• [WRITTEN REQUEST]:
Copy each of the rows below verbatim, leaving out the pictures.

(Data entries)
================================

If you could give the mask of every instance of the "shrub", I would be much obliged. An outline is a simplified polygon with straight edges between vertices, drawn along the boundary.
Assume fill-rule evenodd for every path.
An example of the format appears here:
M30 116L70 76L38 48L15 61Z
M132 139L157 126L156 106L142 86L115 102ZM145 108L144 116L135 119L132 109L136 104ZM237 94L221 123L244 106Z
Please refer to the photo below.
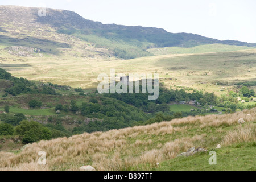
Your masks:
M89 102L92 102L92 103L94 103L94 104L98 103L98 101L95 98L90 98Z
M4 109L3 109L3 110L5 111L5 112L6 112L6 113L8 113L9 112L9 109L10 109L9 105L7 105L7 104L5 105L5 107L4 107Z
M31 100L28 102L28 106L31 108L35 108L36 107L40 107L42 106L42 102L33 99L32 100Z
M35 121L23 120L20 125L17 126L14 133L23 135L23 143L32 143L40 140L49 140L52 137L52 133L49 129Z
M6 123L0 124L0 135L12 135L14 129L13 125Z
M62 110L63 109L63 106L62 106L62 104L58 104L55 106L55 111L57 110Z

================================

• [FINISHED EXERCISE]:
If you could give the mask of every instance of the "shrub", I would be much obliged. An outline is a simplified polygon with straight edges between vertices, drawn along the boundary.
Assume fill-rule evenodd for every path.
An example of the format appears here:
M30 116L70 76L38 48L15 61Z
M132 139L157 126L156 106L142 86L115 102ZM145 108L144 116L135 119L132 109L136 104ZM237 94L221 123L244 106Z
Please refer to the photo below.
Your masks:
M89 102L92 102L92 103L94 103L94 104L98 103L98 101L95 98L90 98Z
M4 109L3 109L3 110L5 111L5 112L6 112L6 113L8 113L9 112L9 109L10 109L9 105L7 105L7 104L5 105L5 107L4 107Z
M31 100L28 102L28 106L31 108L35 108L36 107L40 107L42 106L42 102L33 99L32 100Z
M35 121L23 120L20 125L17 126L14 133L23 135L23 143L32 143L40 140L49 140L52 137L52 133L49 129Z
M6 123L0 124L0 135L12 135L14 129L13 125Z
M62 110L63 109L63 106L62 106L62 104L58 104L55 106L55 111L57 110Z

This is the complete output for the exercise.